= Consignes =
A) D'après le jugement, quelle norme de contrôle s'applique aux questions d'équité procédurale ?
B) Indiquez le nombre de lignes des enregistrements qui contiennent la chaîne « column », en respectant la casse. Donnez uniquement ce nombre.

= Texte fourni =
- - - - - - -

Dossier : IMM-7150-11

Référence : 2012 CF 705

[TRADUCTION FRANÇAISE CERTIFIÉE, NON RÉVISÉE]

Ottawa (Ontario, le 12 juin 2012

En présence de monsieur le juge Pinard

ENTRE :

Gwang Su LEE, Su Mi HONG, alias Sumi HONG,

et Hana LEE

 

demandeurs

et

 

LE MINISTRE DE LA CITOYENNETÉ

ET DE L’IMMIGRATION

défendeur

 

 

 

MOTIFS DU JUGEMENT ET JUGEMENT

 

 

[1]               Il s’agit d’une demande de contrôle judiciaire présentée en vertu du paragraphe 72(1) de la Loi sur l’immigration et la protection des réfugiés, LC 2001, c 27 (la Loi), par Gwang Su Lee, son épouse, Su Mi Hong (alias Sumi Hong), ainsi que leur fille mineure Hana Lee (les demandeurs), citoyens de la Corée du Sud, à l’encontre de la décision par laquelle la Section de la protection des réfugiés de la Commission de l’immigration et du statut de réfugié (la Commission) a rejeté la demande d’asile qu’ils avaient présentée sous le régime de la Loi.

 

[2]               La Commission a conclu que les demandeurs manquaient de crédibilité, qu’ils ne craignaient pas subjectivement de retourner en Corée du Sud et que, de toute façon, il existait dans ce pays une protection de l’État.

 

[3]               Les demandeurs allèguent qu’on ne leur a pas donné une possibilité raisonnable de présenter leur preuve à l’audience après que le ministre et le commissaire eurent fini de poser leurs questions. La seule question dont la Cour est saisie consiste donc à savoir si la Commission a mené son audience d’une manière conforme aux principes de l’équité procédurale :

La commission a-t-elle manqué aux principes de l’équité procédurale en privant les demandeurs de la possibilité de témoigner en réponse à des questions soulevées durant l’interrogatoire fait par la Commission et le ministre?

 

 

 

[4]               La Cour n’étant pas tenue de faire preuve de déférence à l’égard des questions d’équité procédurale, la norme de contrôle applicable est la décision correcte (voir l’arrêt Sketchley c Procureur général, 2005 CAF 404, au paragraphe 53).

- - - - - - -

[Entrées de pointage et d'étiquetage]
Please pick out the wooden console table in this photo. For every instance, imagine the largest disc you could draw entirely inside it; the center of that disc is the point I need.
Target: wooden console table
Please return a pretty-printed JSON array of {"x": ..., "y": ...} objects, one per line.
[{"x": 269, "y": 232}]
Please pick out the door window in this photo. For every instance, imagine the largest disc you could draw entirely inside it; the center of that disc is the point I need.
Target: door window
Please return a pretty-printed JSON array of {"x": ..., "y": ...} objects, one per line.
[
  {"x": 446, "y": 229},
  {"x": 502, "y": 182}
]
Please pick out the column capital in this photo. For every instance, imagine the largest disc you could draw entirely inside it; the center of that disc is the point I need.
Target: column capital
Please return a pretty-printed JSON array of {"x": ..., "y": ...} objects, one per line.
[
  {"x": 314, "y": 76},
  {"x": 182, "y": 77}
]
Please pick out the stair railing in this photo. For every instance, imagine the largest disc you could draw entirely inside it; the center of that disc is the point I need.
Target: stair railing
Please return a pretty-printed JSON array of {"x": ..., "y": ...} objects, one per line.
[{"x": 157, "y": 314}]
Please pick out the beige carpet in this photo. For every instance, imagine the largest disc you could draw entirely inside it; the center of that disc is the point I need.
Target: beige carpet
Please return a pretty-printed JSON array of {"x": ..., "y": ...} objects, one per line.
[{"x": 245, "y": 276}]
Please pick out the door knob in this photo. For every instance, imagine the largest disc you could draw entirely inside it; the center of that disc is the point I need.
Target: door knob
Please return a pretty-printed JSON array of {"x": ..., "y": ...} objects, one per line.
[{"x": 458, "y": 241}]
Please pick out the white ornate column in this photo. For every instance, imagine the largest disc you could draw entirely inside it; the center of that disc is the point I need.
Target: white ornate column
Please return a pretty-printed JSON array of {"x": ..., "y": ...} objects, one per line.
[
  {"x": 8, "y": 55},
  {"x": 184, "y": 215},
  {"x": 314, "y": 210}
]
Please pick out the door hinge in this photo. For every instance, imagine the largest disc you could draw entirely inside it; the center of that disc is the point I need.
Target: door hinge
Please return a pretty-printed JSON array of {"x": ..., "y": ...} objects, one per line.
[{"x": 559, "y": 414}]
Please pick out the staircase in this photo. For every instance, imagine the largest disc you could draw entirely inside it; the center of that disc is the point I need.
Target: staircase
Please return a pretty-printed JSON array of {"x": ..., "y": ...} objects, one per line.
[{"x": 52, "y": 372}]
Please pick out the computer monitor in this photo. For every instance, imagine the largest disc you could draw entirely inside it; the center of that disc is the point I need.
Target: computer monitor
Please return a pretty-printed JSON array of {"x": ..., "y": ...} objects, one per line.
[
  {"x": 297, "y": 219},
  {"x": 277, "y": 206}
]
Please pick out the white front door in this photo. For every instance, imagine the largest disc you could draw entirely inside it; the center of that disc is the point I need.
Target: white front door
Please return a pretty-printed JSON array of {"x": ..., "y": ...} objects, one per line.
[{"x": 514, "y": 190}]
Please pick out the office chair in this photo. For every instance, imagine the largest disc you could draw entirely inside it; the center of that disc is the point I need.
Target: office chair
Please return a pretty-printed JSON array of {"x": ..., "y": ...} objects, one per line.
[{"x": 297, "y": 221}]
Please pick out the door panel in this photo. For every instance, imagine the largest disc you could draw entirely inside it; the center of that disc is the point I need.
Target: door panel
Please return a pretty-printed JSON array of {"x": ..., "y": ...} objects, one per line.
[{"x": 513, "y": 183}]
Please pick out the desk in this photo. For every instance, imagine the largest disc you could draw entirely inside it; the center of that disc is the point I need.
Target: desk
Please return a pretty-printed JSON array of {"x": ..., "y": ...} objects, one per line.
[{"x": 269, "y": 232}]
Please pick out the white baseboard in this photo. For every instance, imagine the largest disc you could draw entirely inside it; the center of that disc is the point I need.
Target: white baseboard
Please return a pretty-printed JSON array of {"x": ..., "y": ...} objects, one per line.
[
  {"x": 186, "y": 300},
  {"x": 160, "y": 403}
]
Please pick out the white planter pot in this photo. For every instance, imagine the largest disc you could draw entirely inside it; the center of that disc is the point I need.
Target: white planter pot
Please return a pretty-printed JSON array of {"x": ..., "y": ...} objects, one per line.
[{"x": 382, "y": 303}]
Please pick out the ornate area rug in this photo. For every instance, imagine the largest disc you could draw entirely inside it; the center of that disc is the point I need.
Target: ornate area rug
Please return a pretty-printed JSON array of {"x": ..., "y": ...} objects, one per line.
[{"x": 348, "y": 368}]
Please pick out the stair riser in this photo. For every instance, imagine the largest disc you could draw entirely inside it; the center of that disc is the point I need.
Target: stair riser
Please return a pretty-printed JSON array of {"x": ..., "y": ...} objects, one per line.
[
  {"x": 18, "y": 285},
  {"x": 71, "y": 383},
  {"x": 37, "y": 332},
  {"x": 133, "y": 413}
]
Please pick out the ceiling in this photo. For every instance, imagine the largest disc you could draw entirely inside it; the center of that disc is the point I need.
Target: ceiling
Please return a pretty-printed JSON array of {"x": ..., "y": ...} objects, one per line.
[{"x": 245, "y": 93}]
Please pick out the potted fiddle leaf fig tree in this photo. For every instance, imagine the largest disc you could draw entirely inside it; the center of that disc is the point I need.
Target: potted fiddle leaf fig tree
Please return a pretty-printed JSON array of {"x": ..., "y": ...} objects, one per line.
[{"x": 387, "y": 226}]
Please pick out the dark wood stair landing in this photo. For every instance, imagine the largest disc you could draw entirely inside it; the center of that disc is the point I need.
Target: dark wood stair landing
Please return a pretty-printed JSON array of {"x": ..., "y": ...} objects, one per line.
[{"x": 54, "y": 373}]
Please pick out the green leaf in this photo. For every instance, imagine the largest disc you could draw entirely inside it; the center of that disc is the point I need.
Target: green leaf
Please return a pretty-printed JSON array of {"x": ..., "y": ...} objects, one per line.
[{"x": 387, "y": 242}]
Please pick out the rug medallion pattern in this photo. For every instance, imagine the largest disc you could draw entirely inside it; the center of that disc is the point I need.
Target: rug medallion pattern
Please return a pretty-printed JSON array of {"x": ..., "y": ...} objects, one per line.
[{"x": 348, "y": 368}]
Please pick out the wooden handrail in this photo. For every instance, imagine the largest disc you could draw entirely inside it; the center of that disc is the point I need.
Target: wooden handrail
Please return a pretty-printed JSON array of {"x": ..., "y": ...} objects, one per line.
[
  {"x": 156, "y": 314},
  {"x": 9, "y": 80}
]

- - - - - - -

= Réponses dans l'ordre =
A) La norme applicable est celle de la décision correcte.

B) 4